About this exercise:
Beginning with the first line of the data below, set down each line exactly through the line that contains "[tag] jeep front wheel: a pin per instance".

Task material:

● ● ● ● ● ● ●

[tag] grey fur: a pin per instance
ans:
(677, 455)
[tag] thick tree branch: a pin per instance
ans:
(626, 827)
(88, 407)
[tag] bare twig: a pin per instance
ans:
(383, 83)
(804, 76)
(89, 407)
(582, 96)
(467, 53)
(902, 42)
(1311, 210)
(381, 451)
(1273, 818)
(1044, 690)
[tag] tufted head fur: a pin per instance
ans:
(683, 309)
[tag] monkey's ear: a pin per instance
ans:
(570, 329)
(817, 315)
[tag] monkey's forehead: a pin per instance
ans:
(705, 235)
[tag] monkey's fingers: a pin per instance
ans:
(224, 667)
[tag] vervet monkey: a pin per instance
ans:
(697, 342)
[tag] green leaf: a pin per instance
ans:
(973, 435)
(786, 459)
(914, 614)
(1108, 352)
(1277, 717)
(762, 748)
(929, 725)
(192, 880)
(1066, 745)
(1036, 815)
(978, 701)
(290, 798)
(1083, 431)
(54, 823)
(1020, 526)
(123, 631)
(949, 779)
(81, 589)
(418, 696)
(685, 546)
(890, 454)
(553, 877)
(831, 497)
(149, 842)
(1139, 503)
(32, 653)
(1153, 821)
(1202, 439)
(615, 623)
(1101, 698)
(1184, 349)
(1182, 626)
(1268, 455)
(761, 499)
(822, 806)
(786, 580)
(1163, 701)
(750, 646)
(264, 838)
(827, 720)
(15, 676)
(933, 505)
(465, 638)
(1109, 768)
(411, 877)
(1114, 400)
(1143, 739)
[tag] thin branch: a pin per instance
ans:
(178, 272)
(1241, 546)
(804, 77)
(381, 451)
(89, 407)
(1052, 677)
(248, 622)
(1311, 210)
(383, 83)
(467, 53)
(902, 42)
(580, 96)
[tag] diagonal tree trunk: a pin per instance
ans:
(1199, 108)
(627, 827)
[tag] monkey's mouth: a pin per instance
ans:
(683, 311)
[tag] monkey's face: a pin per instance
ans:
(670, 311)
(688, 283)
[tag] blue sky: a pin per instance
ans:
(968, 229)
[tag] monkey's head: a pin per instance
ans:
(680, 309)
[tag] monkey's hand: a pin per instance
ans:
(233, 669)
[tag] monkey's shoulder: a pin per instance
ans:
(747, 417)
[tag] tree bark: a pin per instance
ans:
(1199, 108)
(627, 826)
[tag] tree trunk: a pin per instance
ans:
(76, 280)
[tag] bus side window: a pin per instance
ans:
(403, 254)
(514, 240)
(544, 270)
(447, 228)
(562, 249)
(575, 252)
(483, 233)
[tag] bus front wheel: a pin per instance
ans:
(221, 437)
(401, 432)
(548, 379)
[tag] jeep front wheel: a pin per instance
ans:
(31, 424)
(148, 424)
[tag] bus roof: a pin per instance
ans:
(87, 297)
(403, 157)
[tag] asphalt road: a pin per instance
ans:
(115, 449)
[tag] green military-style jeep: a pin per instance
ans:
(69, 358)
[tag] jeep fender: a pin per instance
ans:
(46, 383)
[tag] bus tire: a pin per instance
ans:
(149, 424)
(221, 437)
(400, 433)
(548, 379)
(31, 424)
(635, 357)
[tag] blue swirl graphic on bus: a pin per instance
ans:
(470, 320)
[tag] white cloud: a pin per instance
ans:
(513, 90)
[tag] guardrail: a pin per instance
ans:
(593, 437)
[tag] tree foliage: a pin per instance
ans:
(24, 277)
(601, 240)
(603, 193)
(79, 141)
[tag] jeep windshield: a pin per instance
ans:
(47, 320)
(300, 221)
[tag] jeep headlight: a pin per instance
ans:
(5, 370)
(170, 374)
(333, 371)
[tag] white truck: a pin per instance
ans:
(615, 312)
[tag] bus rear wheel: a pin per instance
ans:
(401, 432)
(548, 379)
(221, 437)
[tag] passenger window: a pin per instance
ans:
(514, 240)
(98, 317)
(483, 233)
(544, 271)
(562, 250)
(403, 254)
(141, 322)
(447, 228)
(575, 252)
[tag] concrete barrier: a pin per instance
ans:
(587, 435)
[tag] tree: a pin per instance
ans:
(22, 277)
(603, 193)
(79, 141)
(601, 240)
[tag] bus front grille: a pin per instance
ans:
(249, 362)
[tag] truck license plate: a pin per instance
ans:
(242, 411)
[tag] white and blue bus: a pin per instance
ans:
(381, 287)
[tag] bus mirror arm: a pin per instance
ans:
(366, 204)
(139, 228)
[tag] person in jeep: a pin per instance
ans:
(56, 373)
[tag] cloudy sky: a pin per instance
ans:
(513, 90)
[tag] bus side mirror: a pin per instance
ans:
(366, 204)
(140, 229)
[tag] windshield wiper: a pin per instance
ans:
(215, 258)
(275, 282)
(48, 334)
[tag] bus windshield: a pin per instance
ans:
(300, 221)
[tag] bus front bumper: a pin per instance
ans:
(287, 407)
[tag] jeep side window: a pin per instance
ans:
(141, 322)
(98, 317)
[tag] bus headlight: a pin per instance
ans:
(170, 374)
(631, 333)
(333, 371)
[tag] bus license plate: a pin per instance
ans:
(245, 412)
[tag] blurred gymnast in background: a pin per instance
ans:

● ● ● ● ● ● ●

Task solution:
[tag] grey fur: a pin per instance
ans:
(677, 455)
[tag] thick tree branch: a pin per instance
ans:
(626, 827)
(88, 407)
[tag] bare twig: a pin per instance
ans:
(383, 83)
(804, 76)
(89, 407)
(582, 96)
(467, 53)
(902, 42)
(1311, 210)
(381, 451)
(1273, 818)
(1044, 690)
[tag] tufted head fur: a pin per instance
ans:
(683, 309)
[tag] monkey's ear: a pin per instance
ans:
(570, 329)
(817, 315)
[tag] monkey's forehead: a pin per instance
ans:
(705, 235)
[tag] monkey's fingers: a pin per instance
ans:
(224, 667)
[tag] vervet monkey: a pin per instance
ans:
(697, 342)
[tag] green leaf: a pin per instance
ans:
(973, 435)
(786, 459)
(914, 614)
(1108, 352)
(1277, 717)
(762, 748)
(929, 725)
(192, 880)
(1066, 745)
(1036, 815)
(978, 701)
(290, 798)
(1083, 431)
(54, 823)
(1020, 526)
(123, 631)
(949, 779)
(81, 589)
(418, 696)
(685, 546)
(890, 454)
(553, 877)
(831, 497)
(149, 842)
(1139, 503)
(32, 653)
(1153, 821)
(1202, 439)
(615, 623)
(1101, 698)
(1184, 349)
(1182, 626)
(1268, 455)
(761, 499)
(822, 806)
(786, 580)
(1163, 701)
(750, 646)
(264, 838)
(827, 720)
(15, 676)
(933, 505)
(465, 638)
(1109, 768)
(411, 877)
(1114, 400)
(1143, 739)
[tag] thin branch: a pin per instance
ans:
(178, 272)
(1241, 546)
(804, 77)
(381, 451)
(89, 407)
(1052, 677)
(248, 622)
(1311, 210)
(383, 83)
(467, 53)
(902, 42)
(580, 96)
[tag] diagonal tree trunk: a pin per instance
ans:
(1199, 108)
(627, 827)
[tag] monkey's mouth: a pin per instance
ans:
(683, 311)
[tag] monkey's face: a pin per instance
ans:
(670, 311)
(688, 283)
[tag] blue sky: a pin per instance
ans:
(968, 229)
[tag] monkey's head: a pin per instance
ans:
(680, 309)
[tag] monkey's hand: a pin per instance
ans:
(233, 669)
[tag] monkey's shoulder: a pin per instance
ans:
(747, 417)
[tag] tree bark: a pin per instance
ans:
(1199, 108)
(627, 826)
[tag] tree trunk: a pin per instance
ans:
(76, 280)
[tag] bus side window: a pin per instance
ans:
(403, 254)
(514, 240)
(544, 270)
(447, 228)
(562, 249)
(575, 252)
(483, 233)
[tag] bus front wheel: a pin per instance
ans:
(221, 437)
(401, 432)
(548, 379)
[tag] jeep front wheel: a pin per instance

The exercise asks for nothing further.